_GOALS_
(A) List every organization named in the post about ASCAP and the Girl Scouts below.
(B) Continue the post about ASCAP's lawsuit from its final sentence onward.

_PASSAGE TO READ_
ASCAP vs. Mobile Phone Users – The money song

It’s a bit out of character for me to take AT&T’s side anywhere. Yet when the
EFF reported on ASCAP’s lawsuit
against the telecom behemoth, this is exactly what I wound up doing.

This is the same ASCAP that tried to extort the Girl Scouts for singing
songs around campfires. Some of you may be less familiar with that story so I’ll post an excerpt of the Web site linked above:

After reportedly opening its negotiations with the American Camping Association with an offer of $1,200 per season per camp, ASCAP eventually settled on an average annual fee of $257. But once ASCAP’s plan went public, and people learned that the Girl Scouts were among the 288 camps being dunned, the group beat a hasty and embarrassed retreat.

This story does not mention the number of camps that would have had to pay this amount. Still, $257 times hundreds or thousands of camps across the US adds up to a huge chunk of change for someone.

_DATASET RECORDS_
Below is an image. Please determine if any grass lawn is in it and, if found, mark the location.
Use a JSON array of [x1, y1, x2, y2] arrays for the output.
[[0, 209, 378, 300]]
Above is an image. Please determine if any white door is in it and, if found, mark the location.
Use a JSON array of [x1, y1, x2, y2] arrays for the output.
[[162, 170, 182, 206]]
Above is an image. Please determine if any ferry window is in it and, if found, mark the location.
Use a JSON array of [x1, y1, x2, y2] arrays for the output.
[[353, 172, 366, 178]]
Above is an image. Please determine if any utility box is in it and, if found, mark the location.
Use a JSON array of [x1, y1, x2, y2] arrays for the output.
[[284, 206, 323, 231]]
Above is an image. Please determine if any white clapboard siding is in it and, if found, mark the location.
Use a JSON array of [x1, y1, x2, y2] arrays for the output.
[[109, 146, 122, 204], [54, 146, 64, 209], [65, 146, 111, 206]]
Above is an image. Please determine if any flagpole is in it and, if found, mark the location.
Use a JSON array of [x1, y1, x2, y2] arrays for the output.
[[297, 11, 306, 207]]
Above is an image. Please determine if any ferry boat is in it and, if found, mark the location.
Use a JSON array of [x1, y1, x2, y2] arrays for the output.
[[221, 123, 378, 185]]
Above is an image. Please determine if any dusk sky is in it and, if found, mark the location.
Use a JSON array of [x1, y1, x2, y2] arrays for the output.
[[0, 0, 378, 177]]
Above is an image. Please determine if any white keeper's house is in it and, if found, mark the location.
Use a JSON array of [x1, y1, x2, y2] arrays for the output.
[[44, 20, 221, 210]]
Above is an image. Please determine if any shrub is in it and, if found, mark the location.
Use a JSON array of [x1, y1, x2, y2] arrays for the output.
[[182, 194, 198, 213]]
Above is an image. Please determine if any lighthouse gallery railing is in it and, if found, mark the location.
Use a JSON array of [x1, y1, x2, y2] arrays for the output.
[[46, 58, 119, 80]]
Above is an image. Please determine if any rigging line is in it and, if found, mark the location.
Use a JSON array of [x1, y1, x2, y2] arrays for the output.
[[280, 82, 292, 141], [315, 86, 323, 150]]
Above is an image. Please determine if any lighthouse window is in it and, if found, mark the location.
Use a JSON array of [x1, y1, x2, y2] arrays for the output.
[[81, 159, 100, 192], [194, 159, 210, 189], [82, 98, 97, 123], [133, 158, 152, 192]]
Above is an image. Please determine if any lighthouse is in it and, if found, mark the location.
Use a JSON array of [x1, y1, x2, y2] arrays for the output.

_ANSWER SET_
(A) ASCAP, AT&T, the EFF, the Girl Scouts, the American Camping Association

(B)
Fred von Lehmann, who is credited for writing the EFF’s blog post, takes a no-nonsense approach towards blasting ASCAP for the lawsuit, citing a lesser-known part of the copyright act, 17 USC 110(4), and continuing with an excellent explanation of why ASCAP’s arguments are completely out of tune.

I can understand representing the interests of the composers, who have expenses just like the rest of us. However, there is a line between fair compensation and greed. ASCAP’s proposal crosses way over the line.

A lot of this could be avoided if copyright restrictions were capped to a sensible length of time. The original 28 years of US copyright law is much more reasonable than today’ length which is effectively forever (life of the author plus 75 years, and that’s if it doesn’t get extended yet again, which is always possible given the history of copyright law). Had we stuck with 28-year copyright, here’s a small sampling of what would be public domain today:

  • Any surviving recordings of sporting events held during or before 1980, including Super Bowls I through XIV and the World Series staged in those years
  • Any recordings of the Olympic games up to and including the XXII Summer Olympiad and XIII Winter Olympiad (both in 1980, held in Moscow and Lake Placid, respectively), which would include the original game tape of the 1980 Miracle on Ice
  • Every movie copyrighted in 1980 or earlier, including: Rollerball, The Godfather trilogy, the first two Star Wars movies (episodes IV and V), American Graffiti, and any film which predates these (a very long list indeed)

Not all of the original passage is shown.